ISU poets stage tactile art/poetry show for the blind

November 26, 2009 By Matt Kelley

Most art exhibits carry signs warning you not to touch them, but an installment opening next week in Des Moines encourages just the opposite. Tracey Morsek, director of the Iowa Library for the Blind and Physically Handicapped, says the exhibit is called “More Than Words: A Tactile and Audible Poetry Experience.”

Morsek says it was created through the guidance of Iowa’s poet laureate, Mary Swander. “This exhibit will have poetry that has been written by Iowa State University students,” Morsek says. “In addition to their poems, they are also bringing tactile art to express some concept that comes through in their poetry as well.”

One poem about autumn will include a container that’ll hold things like leaves or mittens, which the observer can touch while listening to the words of the poem. Another will include raised pegs and bumps that depict different stars and constellations represented in the poem.

==*==

Answer these questions from the article on the tactile poetry show:
1. What is the name of the exhibit?
2. Who is Iowa's poet laureate?
3. What will the poem about stars and constellations include?

**Recorded information**

==*==

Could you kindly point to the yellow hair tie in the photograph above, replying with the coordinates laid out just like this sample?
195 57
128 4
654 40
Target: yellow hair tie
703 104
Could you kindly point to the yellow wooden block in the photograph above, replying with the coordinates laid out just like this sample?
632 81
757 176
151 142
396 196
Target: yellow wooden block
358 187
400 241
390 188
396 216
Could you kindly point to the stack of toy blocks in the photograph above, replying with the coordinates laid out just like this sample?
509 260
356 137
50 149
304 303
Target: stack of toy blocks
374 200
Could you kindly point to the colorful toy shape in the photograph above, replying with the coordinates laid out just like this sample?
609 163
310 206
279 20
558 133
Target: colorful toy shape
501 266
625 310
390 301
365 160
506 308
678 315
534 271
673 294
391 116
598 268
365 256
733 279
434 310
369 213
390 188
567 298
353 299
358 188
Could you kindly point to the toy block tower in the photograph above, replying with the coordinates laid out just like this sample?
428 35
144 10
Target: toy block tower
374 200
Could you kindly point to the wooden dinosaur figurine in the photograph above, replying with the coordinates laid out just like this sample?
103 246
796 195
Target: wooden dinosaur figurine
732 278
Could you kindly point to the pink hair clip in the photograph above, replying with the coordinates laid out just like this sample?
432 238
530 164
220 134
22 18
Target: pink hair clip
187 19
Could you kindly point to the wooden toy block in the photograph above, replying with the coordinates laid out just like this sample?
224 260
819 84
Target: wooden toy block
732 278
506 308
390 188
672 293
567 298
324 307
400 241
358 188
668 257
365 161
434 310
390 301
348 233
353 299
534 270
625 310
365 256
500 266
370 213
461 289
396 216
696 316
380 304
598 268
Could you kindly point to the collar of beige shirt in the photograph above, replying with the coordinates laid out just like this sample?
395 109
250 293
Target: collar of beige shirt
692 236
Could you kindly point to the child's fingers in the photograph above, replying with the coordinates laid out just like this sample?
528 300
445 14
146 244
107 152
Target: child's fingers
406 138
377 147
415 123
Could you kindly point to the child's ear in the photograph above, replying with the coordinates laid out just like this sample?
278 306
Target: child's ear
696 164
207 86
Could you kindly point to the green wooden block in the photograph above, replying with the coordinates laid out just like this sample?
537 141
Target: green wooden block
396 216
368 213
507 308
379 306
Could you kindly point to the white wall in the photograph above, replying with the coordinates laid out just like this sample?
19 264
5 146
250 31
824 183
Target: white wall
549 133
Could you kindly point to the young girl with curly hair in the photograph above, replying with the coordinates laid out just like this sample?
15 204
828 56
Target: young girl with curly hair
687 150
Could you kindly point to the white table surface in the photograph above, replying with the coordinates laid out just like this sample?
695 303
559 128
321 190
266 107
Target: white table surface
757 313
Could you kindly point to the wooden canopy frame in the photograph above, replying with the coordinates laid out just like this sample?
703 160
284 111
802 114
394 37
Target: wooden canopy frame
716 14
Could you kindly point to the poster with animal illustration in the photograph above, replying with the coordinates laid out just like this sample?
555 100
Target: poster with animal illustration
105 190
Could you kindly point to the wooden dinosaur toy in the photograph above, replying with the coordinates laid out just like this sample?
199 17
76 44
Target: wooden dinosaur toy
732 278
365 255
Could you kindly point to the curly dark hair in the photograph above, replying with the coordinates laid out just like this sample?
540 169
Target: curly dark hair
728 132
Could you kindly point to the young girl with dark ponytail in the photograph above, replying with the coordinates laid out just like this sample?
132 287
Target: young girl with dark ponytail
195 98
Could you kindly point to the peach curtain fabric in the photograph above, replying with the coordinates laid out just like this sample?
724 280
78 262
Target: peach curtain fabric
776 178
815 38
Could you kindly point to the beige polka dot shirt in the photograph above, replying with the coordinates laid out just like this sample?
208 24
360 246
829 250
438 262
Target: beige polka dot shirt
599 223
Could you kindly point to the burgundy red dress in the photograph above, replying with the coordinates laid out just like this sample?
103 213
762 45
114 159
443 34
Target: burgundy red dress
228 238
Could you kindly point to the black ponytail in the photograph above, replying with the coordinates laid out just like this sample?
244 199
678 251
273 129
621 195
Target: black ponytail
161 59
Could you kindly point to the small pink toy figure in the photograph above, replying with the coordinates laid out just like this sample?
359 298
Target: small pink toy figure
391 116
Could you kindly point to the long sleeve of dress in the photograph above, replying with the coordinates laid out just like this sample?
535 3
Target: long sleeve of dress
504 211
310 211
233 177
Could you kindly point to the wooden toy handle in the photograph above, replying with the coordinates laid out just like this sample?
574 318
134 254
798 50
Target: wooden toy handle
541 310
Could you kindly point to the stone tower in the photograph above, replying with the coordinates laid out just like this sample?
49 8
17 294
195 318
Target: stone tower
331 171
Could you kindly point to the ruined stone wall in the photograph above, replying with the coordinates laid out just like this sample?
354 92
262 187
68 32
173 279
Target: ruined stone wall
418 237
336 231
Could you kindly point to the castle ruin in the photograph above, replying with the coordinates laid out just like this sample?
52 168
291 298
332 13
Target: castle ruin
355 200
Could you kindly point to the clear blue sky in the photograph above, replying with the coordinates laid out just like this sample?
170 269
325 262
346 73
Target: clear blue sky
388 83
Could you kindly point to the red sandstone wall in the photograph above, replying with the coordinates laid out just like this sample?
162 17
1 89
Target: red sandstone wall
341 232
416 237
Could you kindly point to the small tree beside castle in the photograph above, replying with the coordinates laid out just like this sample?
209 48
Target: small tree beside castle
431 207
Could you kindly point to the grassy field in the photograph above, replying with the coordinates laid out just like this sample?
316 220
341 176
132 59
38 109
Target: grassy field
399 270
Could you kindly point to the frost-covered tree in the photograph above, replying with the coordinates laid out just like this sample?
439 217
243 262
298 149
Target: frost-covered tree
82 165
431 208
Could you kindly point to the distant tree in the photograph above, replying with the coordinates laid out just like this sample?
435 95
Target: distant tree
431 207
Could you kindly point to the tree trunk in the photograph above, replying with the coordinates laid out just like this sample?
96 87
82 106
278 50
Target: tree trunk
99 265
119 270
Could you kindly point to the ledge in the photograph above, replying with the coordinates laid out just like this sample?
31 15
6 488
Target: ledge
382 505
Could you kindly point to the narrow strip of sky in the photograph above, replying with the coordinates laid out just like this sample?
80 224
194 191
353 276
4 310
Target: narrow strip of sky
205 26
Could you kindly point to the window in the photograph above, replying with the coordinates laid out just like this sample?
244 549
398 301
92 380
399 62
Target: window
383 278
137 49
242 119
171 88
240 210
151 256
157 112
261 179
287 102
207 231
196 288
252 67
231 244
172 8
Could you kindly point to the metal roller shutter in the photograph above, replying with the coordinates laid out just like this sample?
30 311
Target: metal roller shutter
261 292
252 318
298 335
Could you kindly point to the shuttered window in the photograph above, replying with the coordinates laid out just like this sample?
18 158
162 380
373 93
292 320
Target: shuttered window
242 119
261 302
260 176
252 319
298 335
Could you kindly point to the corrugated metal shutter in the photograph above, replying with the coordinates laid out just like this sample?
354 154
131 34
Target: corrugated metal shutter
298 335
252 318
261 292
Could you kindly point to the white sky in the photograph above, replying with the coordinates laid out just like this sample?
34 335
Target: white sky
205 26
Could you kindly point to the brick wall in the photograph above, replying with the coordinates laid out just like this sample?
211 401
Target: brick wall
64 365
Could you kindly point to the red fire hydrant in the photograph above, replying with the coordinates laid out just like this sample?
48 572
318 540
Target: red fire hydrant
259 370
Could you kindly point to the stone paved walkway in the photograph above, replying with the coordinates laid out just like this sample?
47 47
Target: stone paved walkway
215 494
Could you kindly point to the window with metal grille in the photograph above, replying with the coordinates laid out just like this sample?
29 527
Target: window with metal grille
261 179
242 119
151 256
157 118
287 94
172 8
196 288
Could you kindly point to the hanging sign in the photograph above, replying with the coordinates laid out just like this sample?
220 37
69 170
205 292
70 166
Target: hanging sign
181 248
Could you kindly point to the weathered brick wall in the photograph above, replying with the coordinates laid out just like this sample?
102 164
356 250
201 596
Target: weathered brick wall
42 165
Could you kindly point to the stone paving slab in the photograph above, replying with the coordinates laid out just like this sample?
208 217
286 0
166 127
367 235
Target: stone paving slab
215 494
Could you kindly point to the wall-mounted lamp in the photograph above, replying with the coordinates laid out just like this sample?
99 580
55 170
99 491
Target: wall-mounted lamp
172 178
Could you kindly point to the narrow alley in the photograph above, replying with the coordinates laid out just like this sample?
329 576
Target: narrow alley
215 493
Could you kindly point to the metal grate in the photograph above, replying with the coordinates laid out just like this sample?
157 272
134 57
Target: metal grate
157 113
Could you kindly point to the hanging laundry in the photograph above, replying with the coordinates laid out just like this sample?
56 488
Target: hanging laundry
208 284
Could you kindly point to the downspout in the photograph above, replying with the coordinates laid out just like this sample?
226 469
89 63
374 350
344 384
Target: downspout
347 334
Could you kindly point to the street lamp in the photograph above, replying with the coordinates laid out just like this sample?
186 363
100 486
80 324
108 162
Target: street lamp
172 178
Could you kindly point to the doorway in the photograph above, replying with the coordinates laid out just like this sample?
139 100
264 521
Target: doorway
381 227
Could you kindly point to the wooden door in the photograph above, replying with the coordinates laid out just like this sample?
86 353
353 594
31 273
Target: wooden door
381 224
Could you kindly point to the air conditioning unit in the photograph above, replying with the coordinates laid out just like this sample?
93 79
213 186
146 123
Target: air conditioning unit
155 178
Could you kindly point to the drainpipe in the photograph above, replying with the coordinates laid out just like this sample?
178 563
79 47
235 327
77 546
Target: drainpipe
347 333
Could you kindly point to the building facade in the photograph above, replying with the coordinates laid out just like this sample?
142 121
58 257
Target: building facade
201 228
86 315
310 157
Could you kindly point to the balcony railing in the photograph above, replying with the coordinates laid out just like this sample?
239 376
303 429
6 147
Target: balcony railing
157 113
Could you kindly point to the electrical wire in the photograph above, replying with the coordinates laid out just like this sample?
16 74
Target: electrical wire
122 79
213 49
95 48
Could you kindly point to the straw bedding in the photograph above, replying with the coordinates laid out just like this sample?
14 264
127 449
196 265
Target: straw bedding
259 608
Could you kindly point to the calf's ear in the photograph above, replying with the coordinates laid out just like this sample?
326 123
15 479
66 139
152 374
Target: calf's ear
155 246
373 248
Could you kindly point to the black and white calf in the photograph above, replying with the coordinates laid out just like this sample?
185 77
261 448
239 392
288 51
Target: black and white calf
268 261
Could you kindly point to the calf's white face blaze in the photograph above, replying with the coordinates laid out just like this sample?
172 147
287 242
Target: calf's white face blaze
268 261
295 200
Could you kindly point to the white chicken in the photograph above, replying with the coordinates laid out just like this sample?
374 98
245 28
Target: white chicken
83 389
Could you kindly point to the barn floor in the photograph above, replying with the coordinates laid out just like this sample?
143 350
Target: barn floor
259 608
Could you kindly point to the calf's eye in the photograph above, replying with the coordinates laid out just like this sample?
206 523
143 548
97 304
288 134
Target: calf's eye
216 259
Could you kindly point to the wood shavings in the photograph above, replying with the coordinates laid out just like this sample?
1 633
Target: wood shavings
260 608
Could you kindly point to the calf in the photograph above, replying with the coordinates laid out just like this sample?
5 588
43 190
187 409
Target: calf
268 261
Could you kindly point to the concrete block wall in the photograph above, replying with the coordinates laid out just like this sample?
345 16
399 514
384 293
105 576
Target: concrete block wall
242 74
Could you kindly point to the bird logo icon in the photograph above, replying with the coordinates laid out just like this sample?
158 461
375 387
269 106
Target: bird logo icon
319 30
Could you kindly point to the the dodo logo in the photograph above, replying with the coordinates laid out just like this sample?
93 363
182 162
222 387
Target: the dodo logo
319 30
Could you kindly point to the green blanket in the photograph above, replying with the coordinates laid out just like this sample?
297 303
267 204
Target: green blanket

==*==

**Expected answer**
1. "More Than Words: A Tactile and Audible Poetry Experience"
2. Mary Swander
3. Raised pegs and bumps that depict different stars and constellations